## Data for this exercise

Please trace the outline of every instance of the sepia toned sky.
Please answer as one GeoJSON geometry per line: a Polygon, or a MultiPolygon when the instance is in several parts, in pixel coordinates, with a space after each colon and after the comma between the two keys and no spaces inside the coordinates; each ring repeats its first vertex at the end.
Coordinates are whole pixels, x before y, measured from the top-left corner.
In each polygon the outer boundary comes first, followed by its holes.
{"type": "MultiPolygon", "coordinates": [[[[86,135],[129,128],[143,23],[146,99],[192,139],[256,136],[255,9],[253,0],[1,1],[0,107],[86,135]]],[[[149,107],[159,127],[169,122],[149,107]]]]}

## What the exercise asks
Output the entries above as a CSV with the two columns entry_text and answer, with one row per entry. Enclose each entry's text and its answer in double quotes as a single field each, replace line breaks with spaces, and double any quotation marks inside a field.

## Reply to the task
entry_text,answer
"Please trace the outline of every instance of the sepia toned sky. Please answer as one GeoJSON geometry per line: a Polygon, or a MultiPolygon when the instance is in several parts, in pixel coordinates, with a space after each colon and after the comma between the two keys and no spaces inside the coordinates; each ring repeats its first vertex at the end. Coordinates are whole pixels, x before y, measured from the top-left corner. In each polygon the outer boundary comes first, followed by its holes.","{""type"": ""MultiPolygon"", ""coordinates"": [[[[86,135],[129,128],[143,23],[146,99],[192,139],[256,136],[255,9],[253,0],[1,1],[0,107],[86,135]]],[[[149,107],[159,127],[169,122],[149,107]]]]}"